Would you please write out the records below exactly as they appear?

Stored data entries
══════════════════════════════
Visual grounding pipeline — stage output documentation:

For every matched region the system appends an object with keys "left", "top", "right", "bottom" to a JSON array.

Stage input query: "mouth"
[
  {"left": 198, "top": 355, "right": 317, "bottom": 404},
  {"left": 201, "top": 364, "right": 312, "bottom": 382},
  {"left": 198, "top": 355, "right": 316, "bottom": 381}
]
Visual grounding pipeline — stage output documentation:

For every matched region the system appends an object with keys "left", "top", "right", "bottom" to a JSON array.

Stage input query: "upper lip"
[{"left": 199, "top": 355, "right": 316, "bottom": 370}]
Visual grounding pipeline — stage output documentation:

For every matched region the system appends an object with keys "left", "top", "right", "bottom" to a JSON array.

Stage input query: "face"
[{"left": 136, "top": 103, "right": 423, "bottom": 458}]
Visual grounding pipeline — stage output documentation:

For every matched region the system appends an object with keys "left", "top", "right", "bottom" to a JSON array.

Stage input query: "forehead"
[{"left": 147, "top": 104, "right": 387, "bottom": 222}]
══════════════════════════════
— Reply to the task —
Visual grounding pipeline — stage output documentation:

For every matched region the system appends an object with keys "left", "top", "right", "bottom" to a JSON array.

Stage input query: "mouth"
[
  {"left": 198, "top": 355, "right": 317, "bottom": 404},
  {"left": 201, "top": 364, "right": 312, "bottom": 382},
  {"left": 198, "top": 355, "right": 316, "bottom": 381}
]
Visual grounding pipeline — stage output documentation:

For every matched region the system appends an object with keys "left", "top", "right", "bottom" to a JSON array.

Stage input query: "upper lip"
[{"left": 199, "top": 355, "right": 316, "bottom": 370}]
Visual grounding pipeline — stage output documentation:

For every matched region the system appends an object with keys "left", "top", "right", "bottom" to a JSON array.

Stage input query: "face"
[{"left": 136, "top": 103, "right": 423, "bottom": 458}]
Visual grounding pipeline — stage output documentation:

For every matched region the system appends an object with keys "left", "top", "right", "bottom" to a JSON array.

Stage input query: "forehead"
[{"left": 147, "top": 104, "right": 387, "bottom": 222}]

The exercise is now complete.